+++ MATERIAL FOR THIS TASK

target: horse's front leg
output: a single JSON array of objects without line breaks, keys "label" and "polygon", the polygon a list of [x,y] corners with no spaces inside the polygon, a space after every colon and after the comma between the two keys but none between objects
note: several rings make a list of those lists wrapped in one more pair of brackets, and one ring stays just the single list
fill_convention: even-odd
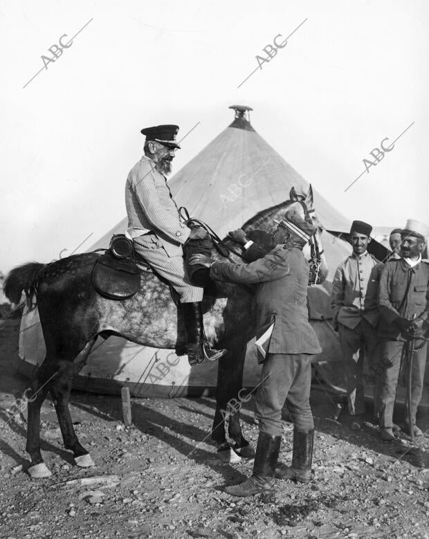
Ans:
[{"label": "horse's front leg", "polygon": [[[240,405],[241,401],[239,401]],[[255,458],[255,450],[243,436],[241,432],[241,424],[240,422],[240,412],[241,406],[237,410],[237,412],[231,414],[229,417],[229,424],[228,426],[228,433],[230,438],[234,440],[235,442],[232,448],[236,453],[239,455],[240,457],[243,457],[244,459],[253,459]]]},{"label": "horse's front leg", "polygon": [[71,389],[71,379],[68,376],[60,378],[58,383],[51,388],[51,394],[53,399],[55,412],[58,417],[58,423],[62,435],[64,448],[73,452],[76,466],[82,468],[89,468],[94,466],[89,453],[77,439],[73,426],[69,399]]},{"label": "horse's front leg", "polygon": [[95,466],[95,464],[89,453],[77,439],[70,415],[69,401],[73,372],[75,369],[80,368],[82,365],[84,363],[95,342],[95,339],[93,338],[87,342],[73,363],[64,362],[62,363],[59,376],[50,388],[64,448],[73,452],[75,464],[81,468],[89,468]]}]

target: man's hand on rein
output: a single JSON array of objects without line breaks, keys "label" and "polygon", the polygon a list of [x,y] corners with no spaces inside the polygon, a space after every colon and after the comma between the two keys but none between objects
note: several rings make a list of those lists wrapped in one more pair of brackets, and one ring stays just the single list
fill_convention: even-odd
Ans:
[{"label": "man's hand on rein", "polygon": [[248,239],[246,237],[244,231],[241,228],[237,228],[236,230],[228,232],[228,235],[231,238],[233,241],[241,245],[246,245],[248,241]]},{"label": "man's hand on rein", "polygon": [[210,268],[214,262],[212,258],[206,257],[205,255],[192,255],[189,259],[189,263],[191,266],[205,266],[206,268]]}]

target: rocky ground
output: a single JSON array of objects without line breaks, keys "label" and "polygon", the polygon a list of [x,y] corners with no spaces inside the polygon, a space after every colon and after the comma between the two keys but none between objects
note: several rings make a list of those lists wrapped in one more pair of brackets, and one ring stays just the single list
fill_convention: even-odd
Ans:
[{"label": "rocky ground", "polygon": [[[1,538],[429,538],[428,438],[411,446],[400,433],[382,442],[369,416],[352,431],[347,415],[334,419],[335,399],[320,385],[311,396],[309,484],[278,482],[275,495],[250,500],[225,494],[223,486],[250,473],[252,463],[218,458],[210,444],[212,399],[136,399],[133,426],[125,428],[120,397],[82,392],[73,394],[71,413],[96,466],[73,465],[47,401],[42,449],[53,475],[32,479],[25,471],[25,414],[12,406],[28,386],[13,367],[18,322],[0,326]],[[401,406],[399,412],[401,423]],[[255,446],[252,401],[242,425]],[[427,414],[420,413],[420,425],[429,427]],[[285,412],[286,462],[291,441]]]}]

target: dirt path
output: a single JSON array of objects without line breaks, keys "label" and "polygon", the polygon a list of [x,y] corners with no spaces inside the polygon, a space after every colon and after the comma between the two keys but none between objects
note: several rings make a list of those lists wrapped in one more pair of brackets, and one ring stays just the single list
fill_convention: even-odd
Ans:
[{"label": "dirt path", "polygon": [[[232,498],[226,484],[251,473],[252,463],[230,464],[210,444],[212,399],[138,399],[125,429],[119,398],[75,392],[77,435],[96,466],[73,465],[52,403],[42,413],[48,479],[23,471],[25,417],[12,404],[28,382],[15,374],[17,322],[0,327],[0,537],[33,538],[428,538],[427,437],[410,448],[401,435],[386,444],[370,418],[360,432],[349,418],[332,419],[331,396],[312,392],[316,424],[314,476],[308,485],[279,482],[274,497]],[[253,403],[243,410],[244,435],[255,446]],[[399,417],[403,410],[399,410]],[[425,421],[426,419],[426,421]],[[429,427],[428,418],[421,424]],[[281,458],[291,456],[291,425],[284,421]],[[107,484],[95,482],[102,477]],[[93,477],[82,486],[73,479]],[[95,479],[93,479],[95,477]],[[77,483],[77,484],[76,484]]]}]

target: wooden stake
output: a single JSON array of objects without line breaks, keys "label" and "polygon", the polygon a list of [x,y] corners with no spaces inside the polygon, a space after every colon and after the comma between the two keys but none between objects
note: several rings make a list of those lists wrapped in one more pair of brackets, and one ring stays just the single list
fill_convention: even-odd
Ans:
[{"label": "wooden stake", "polygon": [[122,417],[124,425],[129,427],[131,424],[131,399],[129,398],[129,387],[122,387],[120,390],[120,396],[122,401]]}]

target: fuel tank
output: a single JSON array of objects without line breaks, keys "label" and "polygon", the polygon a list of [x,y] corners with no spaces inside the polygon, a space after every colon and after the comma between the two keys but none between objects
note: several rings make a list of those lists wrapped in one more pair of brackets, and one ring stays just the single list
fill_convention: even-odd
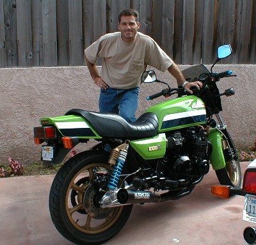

++++++

# AIM OF THE TASK
Scale the entries from the line containing "target: wooden stake" through the final line of the entries, inclusive. Reproduce every one of those lines, requests included, but multiply each polygon corner coordinate in the answers by 0.35 and round it to the nearest whole number, with halves rounded up. Omit the pictures from your answer.

# SOLUTION
target: wooden stake
output: a single JSON array of objects without line breaks, keys "label" and "polygon", the polygon a list of [x,y] corners with no spaces inside the polygon, a space after every colon and after the comma between the two keys but none between objects
note: several rings make a list of those lists wrapped in one more pair of brackets, and one ring stays just the single list
fill_convention: even-odd
Ans:
[{"label": "wooden stake", "polygon": [[43,146],[43,149],[45,149],[46,148],[46,140],[45,139],[45,135],[43,135],[42,137],[42,139],[43,140]]}]

target: fuel tank
output: a single JSON array of objects without line breaks, keys "label" and "polygon", the polygon a list of [x,y] corners with no spaces inside the polygon, a space after every colon and after the comma between the two keys but none between objects
note: several rings make a list of those lists wrapped in one more pair of brackets, and one ring stays just the single list
fill_convention: even-odd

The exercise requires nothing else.